- **TASK DIRECTIONS**:
Search the entries below for the word "query" and copy each line that has it.

[Stored entries]
[Start of section]
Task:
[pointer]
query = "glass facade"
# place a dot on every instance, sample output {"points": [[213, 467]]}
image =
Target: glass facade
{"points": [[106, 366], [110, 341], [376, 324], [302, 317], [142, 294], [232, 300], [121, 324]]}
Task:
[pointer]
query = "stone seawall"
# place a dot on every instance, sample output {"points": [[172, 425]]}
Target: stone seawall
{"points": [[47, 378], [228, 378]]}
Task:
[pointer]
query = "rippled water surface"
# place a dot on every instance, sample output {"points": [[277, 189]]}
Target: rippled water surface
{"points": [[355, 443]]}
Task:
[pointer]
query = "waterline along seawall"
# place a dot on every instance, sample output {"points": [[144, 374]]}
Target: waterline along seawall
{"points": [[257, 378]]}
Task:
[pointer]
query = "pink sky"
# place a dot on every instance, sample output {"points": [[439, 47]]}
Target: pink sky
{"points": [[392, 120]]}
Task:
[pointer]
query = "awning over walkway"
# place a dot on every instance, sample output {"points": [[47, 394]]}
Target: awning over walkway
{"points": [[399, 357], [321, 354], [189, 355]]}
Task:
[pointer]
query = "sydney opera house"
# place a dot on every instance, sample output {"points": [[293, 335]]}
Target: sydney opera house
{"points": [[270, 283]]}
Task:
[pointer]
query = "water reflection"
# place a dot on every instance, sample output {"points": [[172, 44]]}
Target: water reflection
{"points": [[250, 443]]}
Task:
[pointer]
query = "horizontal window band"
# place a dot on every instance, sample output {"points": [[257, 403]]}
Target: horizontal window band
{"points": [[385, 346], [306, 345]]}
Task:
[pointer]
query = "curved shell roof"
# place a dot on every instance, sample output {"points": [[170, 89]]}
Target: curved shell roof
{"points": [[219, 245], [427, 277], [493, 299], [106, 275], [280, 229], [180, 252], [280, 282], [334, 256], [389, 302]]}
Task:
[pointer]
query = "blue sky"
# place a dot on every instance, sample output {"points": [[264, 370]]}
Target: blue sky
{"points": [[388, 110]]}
[End of section]
- **RESPONSE TO THIS EXERCISE**:
query = "glass facade"
query = "stone seawall"
query = "rippled water surface"
query = "waterline along seawall"
query = "pink sky"
query = "awning over walkway"
query = "sydney opera house"
query = "water reflection"
query = "horizontal window band"
query = "curved shell roof"
query = "blue sky"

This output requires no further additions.